• Trecho selecionado:

■ ■ ■ ■ ■

Nas cinco regiões do país, diversas organizações se uniram à sociedade civil para pressionar que o Supremo prorrogue até o final de 2022 – ou, pelo menos, até o fim da ameaça da covid-19. Com uma articulação que envolve mais de 175 organizações e entidades, estavam entre os organizadores do protesto pela Campanha Despejo Zero o Movimento dos Trabalhadores Rurais Sem-Terra (MST), o Movimento dos Trabalhadores Sem Teto (MTST) o Movimento Luta Popular, as Brigadas Populares, a UMM e o Movimento de Lutas em Bairros, Vilas e Favelas (MLB).

Em São Paulo, milhares saíram do Masp, na Avenida Paulista, em direção à Consolação. Na capital o Rio, o ato se concentrou em frente ao Tribunal de Justiça do estado, como também ocorreu em Belo Horizonte. No Nordeste, foram registradas manifestações em cidades no Ceará, Fortaleza, Pernambuco, Alagoas e Paraíba. No Pará, os trabalhadores sem-terra trancaram a BR-155, no município de Eldorado dos Carajás. Em Porto Alegre (RS) mobilização garantiu que a Casa Civil encaminhará um pedido, em nome do governador, ao STF pela suspensão de todos os despejos no estado.

■ ■ ■ ■ ■

• O que fazer:
(1) Extraia do texto sobre a Campanha Despejo Zero a passagem que vai de "Nas cinco regiões" a "e Favelas (MLB).".
(2) Indique se cada afirmação concorda com o texto sobre a Campanha Despejo Zero, respondendo sim ou não e citando literalmente as palavras do texto que decidem a questão: (a) A articulação envolve mais de 175 organizações e entidades. (b) Em São Paulo, os manifestantes saíram da Consolação em direção ao Masp. (c) No Pará, os trabalhadores sem-terra trancaram a BR-155.
A listagem não tem relação com o trecho selecionado.

■ ■ ■ ■ ■

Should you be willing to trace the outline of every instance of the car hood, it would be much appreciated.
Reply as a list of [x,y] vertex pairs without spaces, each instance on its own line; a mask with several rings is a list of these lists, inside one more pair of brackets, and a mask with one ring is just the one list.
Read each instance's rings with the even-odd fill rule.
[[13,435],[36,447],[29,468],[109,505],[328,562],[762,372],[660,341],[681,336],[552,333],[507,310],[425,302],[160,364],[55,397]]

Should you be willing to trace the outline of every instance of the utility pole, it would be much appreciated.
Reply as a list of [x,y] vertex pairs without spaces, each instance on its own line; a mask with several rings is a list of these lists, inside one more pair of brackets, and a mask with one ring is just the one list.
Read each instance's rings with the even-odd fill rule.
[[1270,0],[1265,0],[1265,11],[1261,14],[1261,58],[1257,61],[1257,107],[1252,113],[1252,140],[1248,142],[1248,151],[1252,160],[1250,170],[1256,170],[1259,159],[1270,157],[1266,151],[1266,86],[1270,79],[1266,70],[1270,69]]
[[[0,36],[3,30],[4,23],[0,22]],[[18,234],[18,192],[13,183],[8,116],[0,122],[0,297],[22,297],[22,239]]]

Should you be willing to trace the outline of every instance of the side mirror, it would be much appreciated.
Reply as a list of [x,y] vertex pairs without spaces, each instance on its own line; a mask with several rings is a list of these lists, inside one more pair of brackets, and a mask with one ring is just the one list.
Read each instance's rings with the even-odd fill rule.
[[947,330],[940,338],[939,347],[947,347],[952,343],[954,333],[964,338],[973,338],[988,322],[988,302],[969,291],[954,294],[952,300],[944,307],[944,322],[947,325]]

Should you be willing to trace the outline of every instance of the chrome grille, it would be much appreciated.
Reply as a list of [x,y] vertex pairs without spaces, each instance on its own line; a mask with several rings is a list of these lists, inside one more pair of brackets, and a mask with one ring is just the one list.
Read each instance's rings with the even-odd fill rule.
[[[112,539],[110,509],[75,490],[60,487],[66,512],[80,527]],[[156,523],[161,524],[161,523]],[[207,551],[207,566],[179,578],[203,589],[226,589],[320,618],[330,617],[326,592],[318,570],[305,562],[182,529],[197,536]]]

■ ■ ■ ■ ■

• Lista de respostas:
(1)
Nas cinco regiões do país, diversas organizações se uniram à sociedade civil para pressionar que o Supremo prorrogue até o final de 2022 – ou, pelo menos, até o fim da ameaça da covid-19. Com uma articulação que envolve mais de 175 organizações e entidades, estavam entre os organizadores do protesto pela Campanha Despejo Zero o Movimento dos Trabalhadores Rurais Sem-Terra (MST), o Movimento dos Trabalhadores Sem Teto (MTST) o Movimento Luta Popular, as Brigadas Populares, a UMM e o Movimento de Lutas em Bairros, Vilas e Favelas (MLB).

(2)
(a) Sim: "Com uma articulação que envolve mais de 175 organizações e entidades".
(b) Não: "Em São Paulo, milhares saíram do Masp, na Avenida Paulista, em direção à Consolação".
(c) Sim: "No Pará, os trabalhadores sem-terra trancaram a BR-155".